**PAGE EXTRACT**
******

Date: 27 Jan 2012 10:20:00
Message: <web.4f22c07634184307352a052d0@news.povray.org>
Invisible <voi### [at] devnull> wrote:
> >>> If your gpu is a new nvidia, it can run on it,
> >>> if not, just cpu.  But it's rather fast even on my humble dual-core at work, so
> >>> should do just fine on yours.
> >>
> >> nVidia GeForce 260 GTX. Is that new enough?
> >
> > I meant that it's CUDA-based.  Should work.
>
> I believe the 200 series is supposed to be the first release to support
> CUDA.

I don't think so.  It also works on older ones, but without many cores, the
speed improvements are kinda negligible.

> Having said that, I have repeatedly tried to make CUDA-enabled
> applications work, with no success. Perhaps it will work under Windows
> 7, but it never worked with Windows XP...
>
> > You can find blender builds with Cycles here:
>
> Isn't it in the main build yet?

I'm not actually sure, have not followed up latest developments.  But it's still
beta software that was announced about august last year.

> > Here's a nice test scene:
>
> Nice scene is nice. But I shudder to think how many decades it would
> take on a twenty-PC render cluster...

A few hours on your average PC.  Notice though that unbiased rendering
supposedly never halts:  it improves the image gradually, removing noise as it
goes.  However, you may set a condition for it to stop.  In the Scene tab to the
right on the default screen, under Integrator, you may choose a set number of
samples.  The default is 10, which is very low.  Above 1000 is best.  Of course,
it depends on the properties of materials and scene.  If you only got
diffuse/matte materials, even low numbers can get quite good results sooner.

Notice also that the viewport can also be rendered with Cycles rather than with
the default OpenGL rough sketch.  Just choose "Rendered" in "Viewport shading",
which is under the viewport with the picture of a white ball, just left to
"Object Mode".

> >> POV-Ray has some really damned nice wood and stone textures. (I mean,
> >> unless you're enough of a dendrologist or geologist to realise it's
> >> scientifically inaccurate.) With the right noise generators and spatial
> >> transformations, you ought to be able to make something really nice.
> >> It's probably not even all that expensive either.
> >
> > No povray wood is good enough on close-ups, it simply lacks the grain.  Even
> > with noise or combining with other texture...
>
> This is not my experience.
>
> If anything, it looks too uniform when viewed from too far away (and
> requires absurd amounts of AA to smooth out artefacts). From close up,
> it looks great! (Unless, again, you look at it from ridiculously close.
> In a game environment, you would of course optimise any textures to look
> good at the viewing distances you're actually using.)

I see grain in the wood of my tabletop that I never saw in povray wood, even
good ones like the one in Warp's tips on realism... the difficult here is that
the grain follows the direction the pattern flows...

If you from far away, you only notice the typical wood pattern, but close
enough, you miss this thing.  And if you only intend to look from far away, no
problem with "blurriness" for bitmaps.

BTW, this is something that is visible in marble too:  looking close, you see
there's lots of tiny crystal facets shining through just bellow the surface and
you can't fake that with a mere texture.

******

**Excerpts of labeled region data**
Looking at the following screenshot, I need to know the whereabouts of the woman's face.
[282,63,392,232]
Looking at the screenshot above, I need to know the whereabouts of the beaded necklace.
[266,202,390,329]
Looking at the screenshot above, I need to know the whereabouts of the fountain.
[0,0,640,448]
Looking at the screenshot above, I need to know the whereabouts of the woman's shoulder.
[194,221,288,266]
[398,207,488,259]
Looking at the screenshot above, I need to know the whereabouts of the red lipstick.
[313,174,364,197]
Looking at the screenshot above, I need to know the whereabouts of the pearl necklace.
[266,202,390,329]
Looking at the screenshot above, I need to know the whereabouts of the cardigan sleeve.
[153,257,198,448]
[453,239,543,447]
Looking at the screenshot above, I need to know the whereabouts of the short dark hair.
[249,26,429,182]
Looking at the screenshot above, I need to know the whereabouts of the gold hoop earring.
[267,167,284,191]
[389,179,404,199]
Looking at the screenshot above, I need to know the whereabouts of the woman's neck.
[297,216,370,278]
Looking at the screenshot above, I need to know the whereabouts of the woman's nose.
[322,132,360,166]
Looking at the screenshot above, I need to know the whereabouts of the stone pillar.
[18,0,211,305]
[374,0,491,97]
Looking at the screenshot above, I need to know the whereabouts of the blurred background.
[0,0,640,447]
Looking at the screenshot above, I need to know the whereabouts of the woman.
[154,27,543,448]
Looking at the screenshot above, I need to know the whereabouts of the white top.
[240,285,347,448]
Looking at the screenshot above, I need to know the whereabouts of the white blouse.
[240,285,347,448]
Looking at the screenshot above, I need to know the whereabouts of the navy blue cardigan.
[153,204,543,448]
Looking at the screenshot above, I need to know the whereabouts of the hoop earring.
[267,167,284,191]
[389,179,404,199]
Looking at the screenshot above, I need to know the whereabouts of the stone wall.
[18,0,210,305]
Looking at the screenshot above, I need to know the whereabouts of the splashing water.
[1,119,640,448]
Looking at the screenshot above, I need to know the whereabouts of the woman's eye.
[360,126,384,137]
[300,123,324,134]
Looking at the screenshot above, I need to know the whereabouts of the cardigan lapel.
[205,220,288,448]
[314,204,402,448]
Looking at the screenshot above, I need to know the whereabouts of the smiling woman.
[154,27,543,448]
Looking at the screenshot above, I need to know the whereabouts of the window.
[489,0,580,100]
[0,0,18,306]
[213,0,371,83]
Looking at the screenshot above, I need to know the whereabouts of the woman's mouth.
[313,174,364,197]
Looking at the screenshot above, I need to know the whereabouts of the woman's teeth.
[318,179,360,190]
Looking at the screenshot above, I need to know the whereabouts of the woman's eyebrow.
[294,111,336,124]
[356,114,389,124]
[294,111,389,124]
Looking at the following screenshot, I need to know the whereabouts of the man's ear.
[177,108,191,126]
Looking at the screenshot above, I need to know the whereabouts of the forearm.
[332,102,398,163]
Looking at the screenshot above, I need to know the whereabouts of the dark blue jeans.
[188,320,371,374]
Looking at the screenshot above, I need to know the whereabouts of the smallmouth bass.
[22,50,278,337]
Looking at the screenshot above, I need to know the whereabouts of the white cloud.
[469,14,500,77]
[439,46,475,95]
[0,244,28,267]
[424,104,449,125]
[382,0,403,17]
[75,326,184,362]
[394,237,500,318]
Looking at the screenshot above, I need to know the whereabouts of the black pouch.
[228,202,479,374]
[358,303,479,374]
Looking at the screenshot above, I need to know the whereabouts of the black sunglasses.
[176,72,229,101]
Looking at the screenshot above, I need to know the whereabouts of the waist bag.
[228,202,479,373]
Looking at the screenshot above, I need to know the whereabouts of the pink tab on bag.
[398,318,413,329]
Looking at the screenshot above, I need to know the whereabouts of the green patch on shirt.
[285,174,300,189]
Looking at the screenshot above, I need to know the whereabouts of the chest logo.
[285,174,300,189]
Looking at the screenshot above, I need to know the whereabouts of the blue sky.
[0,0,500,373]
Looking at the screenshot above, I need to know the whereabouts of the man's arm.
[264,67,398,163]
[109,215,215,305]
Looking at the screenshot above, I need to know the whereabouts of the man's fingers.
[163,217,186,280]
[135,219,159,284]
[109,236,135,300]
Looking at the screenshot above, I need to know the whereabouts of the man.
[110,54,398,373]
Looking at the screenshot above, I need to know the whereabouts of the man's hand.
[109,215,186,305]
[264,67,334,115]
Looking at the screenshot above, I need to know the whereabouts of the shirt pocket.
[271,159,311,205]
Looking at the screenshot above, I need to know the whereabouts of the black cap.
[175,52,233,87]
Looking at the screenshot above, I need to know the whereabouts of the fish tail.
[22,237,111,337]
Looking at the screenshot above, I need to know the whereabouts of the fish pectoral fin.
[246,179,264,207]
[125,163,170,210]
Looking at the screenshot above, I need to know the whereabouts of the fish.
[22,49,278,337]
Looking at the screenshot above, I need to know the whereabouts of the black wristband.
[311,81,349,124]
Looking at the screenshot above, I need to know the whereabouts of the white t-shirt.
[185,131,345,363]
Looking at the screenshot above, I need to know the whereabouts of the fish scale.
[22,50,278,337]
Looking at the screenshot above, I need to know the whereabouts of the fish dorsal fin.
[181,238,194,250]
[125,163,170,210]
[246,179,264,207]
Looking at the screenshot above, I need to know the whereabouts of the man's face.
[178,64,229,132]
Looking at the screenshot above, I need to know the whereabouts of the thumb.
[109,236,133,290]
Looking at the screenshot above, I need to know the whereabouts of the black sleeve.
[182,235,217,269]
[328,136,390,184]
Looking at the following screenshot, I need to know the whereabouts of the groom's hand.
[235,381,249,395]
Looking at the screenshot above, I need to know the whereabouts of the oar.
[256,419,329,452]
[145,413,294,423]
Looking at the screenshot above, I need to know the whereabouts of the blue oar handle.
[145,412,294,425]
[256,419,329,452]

******

**WHAT IS BEING ASKED**
In the newsgroup post, what is the default number of samples under Integrator, and what number does the writer call best?

**RESULT OF THIS TASK**
The default is 10, and above 1000 is best.